■ **EXERCISES TO COMPLETE**:
(1) Rewrite the passage on summer weather and wildlife starting at "For me, this" and ending at "then so am I.", replacing "wildlife" with "animal life".
(2) Write the next part of the essay on the summer weather and the decline of bees, picking up after its final sentence.

■ **SELECTED PASSAGE**:
***

For me, this is a wonderful summer as we have days of warmth and sunshine followed by damp humid weather in turn: it is too inconsistent for some people for whom the season must be weeks of heat and scorching sun to be perfect, but I love the sight of grateful trees and plants flourishing in what are perfect growing conditions for them, and of masses of bugs filling the warm skies providing a feast, day after day, night after night, for birds and bats. If the wildlife is happy, then so am I.
There is, at last, an open acknowledgement that our bee population is troubled through weather and disease, and possibly other causes such as intensive farming methods, pesticides and chemicals, and loss of habitat. Their importance in supporting the human food chain is being recognised and it is for this reason that the British government is convening a major review by experts to identify the reasons for their decline and what to do about it. I suspect, if bees were not so crucial, they would not bother. But, anything to help the situation is welcome, and I hope the “national pollinator strategy” will be in place as soon as possible – within months and not years.

***

■ **PROVIDED RECORDS**:
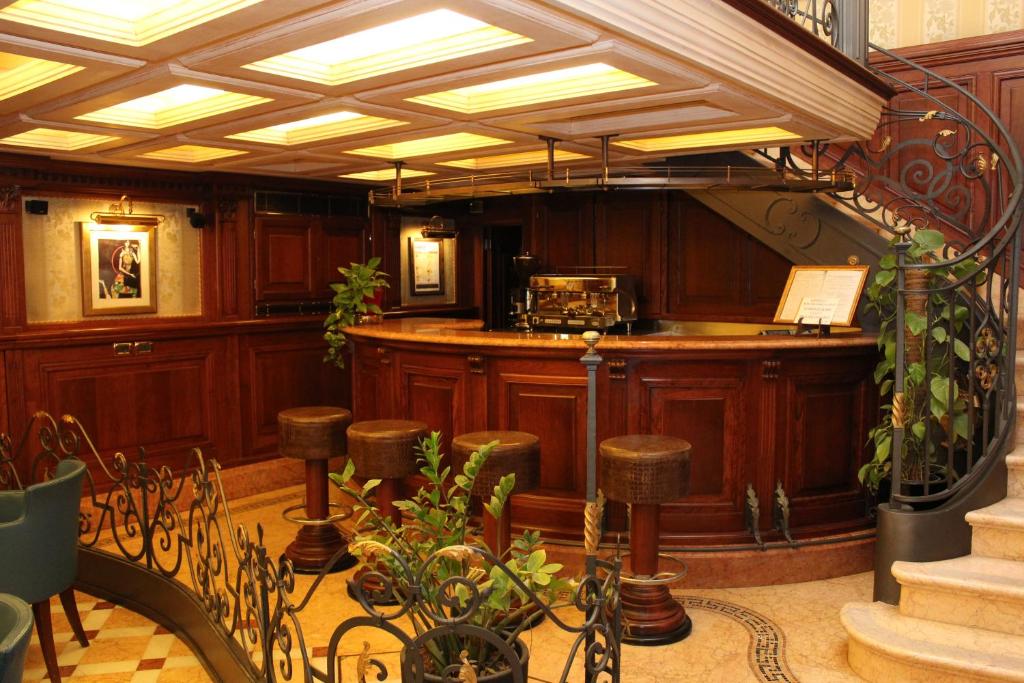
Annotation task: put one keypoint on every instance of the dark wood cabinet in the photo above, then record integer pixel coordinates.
(167, 396)
(297, 257)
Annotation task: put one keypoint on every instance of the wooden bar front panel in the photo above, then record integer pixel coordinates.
(755, 418)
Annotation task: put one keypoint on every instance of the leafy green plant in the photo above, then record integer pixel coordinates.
(928, 373)
(432, 541)
(351, 299)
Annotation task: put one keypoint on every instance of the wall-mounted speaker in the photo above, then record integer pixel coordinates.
(38, 207)
(196, 219)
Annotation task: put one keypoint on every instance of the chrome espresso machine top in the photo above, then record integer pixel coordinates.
(581, 301)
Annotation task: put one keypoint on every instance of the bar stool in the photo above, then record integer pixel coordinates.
(313, 434)
(645, 470)
(385, 450)
(517, 453)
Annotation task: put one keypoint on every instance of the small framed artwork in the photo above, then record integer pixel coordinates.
(426, 265)
(119, 269)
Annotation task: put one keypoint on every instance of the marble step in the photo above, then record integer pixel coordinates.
(886, 646)
(997, 530)
(973, 591)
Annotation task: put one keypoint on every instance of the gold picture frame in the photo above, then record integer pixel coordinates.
(426, 266)
(842, 284)
(119, 269)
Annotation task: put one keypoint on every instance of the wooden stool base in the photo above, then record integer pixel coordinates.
(314, 546)
(652, 616)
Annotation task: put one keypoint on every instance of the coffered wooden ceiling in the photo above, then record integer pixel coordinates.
(451, 87)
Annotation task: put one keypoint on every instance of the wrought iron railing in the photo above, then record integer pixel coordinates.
(946, 185)
(818, 16)
(179, 527)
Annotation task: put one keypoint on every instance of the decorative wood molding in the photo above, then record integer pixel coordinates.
(977, 48)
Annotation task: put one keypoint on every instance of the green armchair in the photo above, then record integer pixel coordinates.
(39, 537)
(15, 631)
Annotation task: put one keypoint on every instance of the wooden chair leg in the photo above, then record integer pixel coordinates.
(71, 611)
(41, 610)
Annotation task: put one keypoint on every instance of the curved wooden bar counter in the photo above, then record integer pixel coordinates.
(760, 411)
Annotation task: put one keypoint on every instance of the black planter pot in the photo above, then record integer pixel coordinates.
(500, 677)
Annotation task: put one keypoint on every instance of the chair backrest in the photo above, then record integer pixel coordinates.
(41, 551)
(15, 631)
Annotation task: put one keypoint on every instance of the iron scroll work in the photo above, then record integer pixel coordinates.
(179, 526)
(933, 167)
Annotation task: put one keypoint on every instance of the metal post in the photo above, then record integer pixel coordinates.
(397, 179)
(899, 396)
(853, 30)
(592, 532)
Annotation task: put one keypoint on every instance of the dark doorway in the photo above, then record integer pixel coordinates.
(501, 243)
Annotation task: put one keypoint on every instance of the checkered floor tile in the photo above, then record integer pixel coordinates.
(124, 647)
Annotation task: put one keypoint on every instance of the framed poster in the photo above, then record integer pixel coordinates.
(426, 265)
(825, 294)
(119, 269)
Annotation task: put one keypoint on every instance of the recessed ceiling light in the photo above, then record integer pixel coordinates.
(192, 154)
(385, 174)
(134, 23)
(19, 74)
(50, 138)
(424, 39)
(538, 157)
(429, 145)
(583, 81)
(317, 128)
(172, 107)
(742, 137)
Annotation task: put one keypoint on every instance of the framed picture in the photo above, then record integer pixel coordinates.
(426, 265)
(119, 269)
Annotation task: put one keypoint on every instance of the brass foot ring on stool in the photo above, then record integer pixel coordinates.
(318, 541)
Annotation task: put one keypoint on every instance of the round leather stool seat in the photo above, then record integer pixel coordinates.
(385, 449)
(313, 432)
(645, 469)
(517, 453)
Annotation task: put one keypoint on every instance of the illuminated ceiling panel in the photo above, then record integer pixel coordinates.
(385, 174)
(62, 140)
(587, 80)
(424, 39)
(133, 23)
(738, 138)
(537, 158)
(19, 74)
(429, 145)
(317, 128)
(172, 107)
(192, 154)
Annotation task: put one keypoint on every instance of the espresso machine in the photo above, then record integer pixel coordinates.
(584, 301)
(525, 266)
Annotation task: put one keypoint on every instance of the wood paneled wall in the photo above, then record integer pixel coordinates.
(690, 263)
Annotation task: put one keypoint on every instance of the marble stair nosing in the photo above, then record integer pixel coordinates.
(997, 530)
(970, 591)
(888, 646)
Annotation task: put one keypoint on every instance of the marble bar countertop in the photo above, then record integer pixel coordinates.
(685, 336)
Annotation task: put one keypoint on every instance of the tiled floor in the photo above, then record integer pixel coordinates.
(124, 647)
(747, 635)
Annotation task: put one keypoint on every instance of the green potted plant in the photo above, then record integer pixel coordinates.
(443, 573)
(927, 356)
(358, 295)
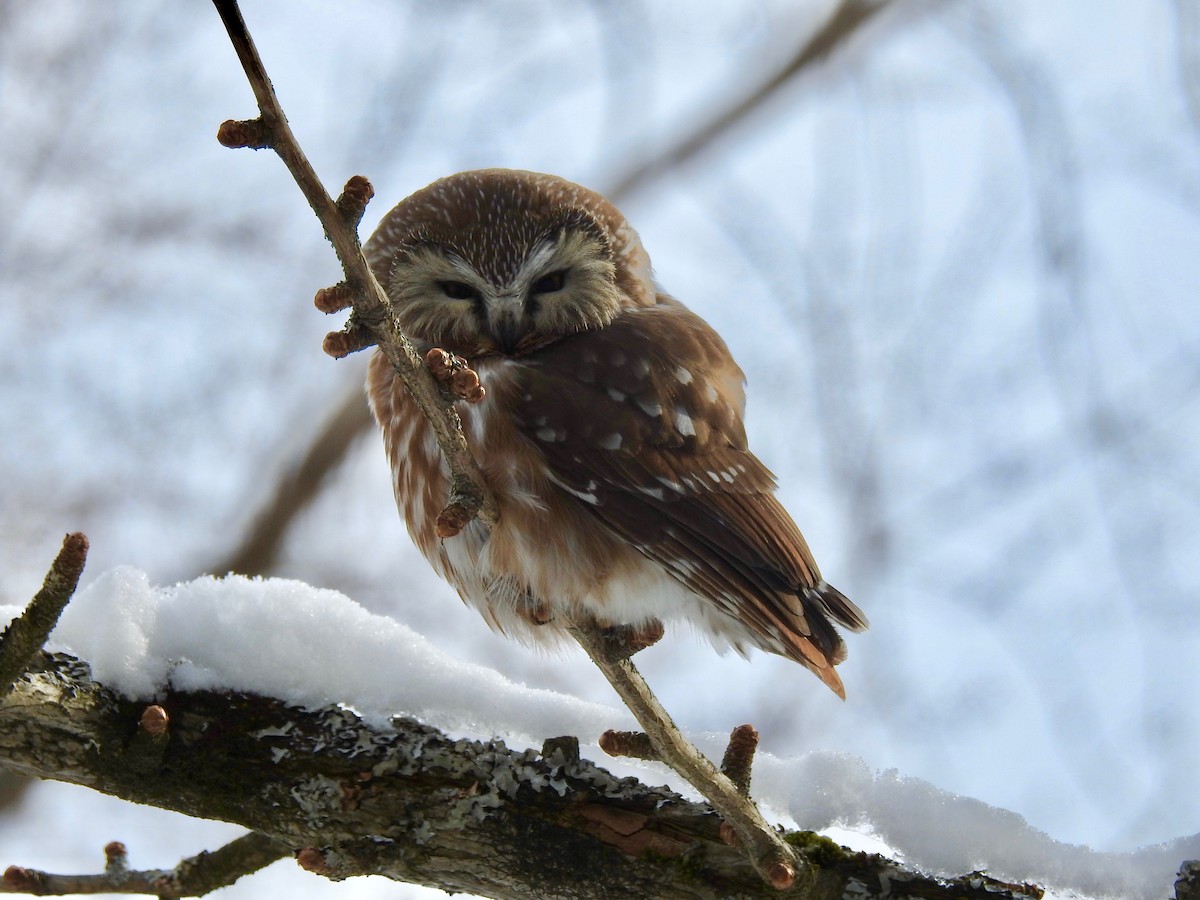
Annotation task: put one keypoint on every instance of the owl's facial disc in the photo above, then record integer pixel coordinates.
(565, 283)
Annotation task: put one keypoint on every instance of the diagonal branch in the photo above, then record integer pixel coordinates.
(768, 852)
(371, 321)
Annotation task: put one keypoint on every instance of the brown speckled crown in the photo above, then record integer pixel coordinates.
(492, 219)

***

■ **ANSWERS TO THE PROBLEMS**:
(1)
For me, this is a wonderful summer as we have days of warmth and sunshine followed by damp humid weather in turn: it is too inconsistent for some people for whom the season must be weeks of heat and scorching sun to be perfect, but I love the sight of grateful trees and plants flourishing in what are perfect growing conditions for them, and of masses of bugs filling the warm skies providing a feast, day after day, night after night, for birds and bats. If the animal life is happy, then so am I.

(2)
It is not just bees that are important but all pollinators. If you look at a flower on a warm day you are likely to see it full of tiny insects as well as being touched by bees – of many varieties – and butterflies, and all of them do so much to ensure we have our food. We can help their cause through careful planting of native species, and by allowing patches of long grass and weeds to grow naturally if that is possible where you are, for they will be filled with clouds of tiny, essential, insects which will do no harm to you but will do much good in many ways.
It is heartening to write about what may be good news for our bees, today. I will follow the progress of the review with great attention and with hope, but without expectation.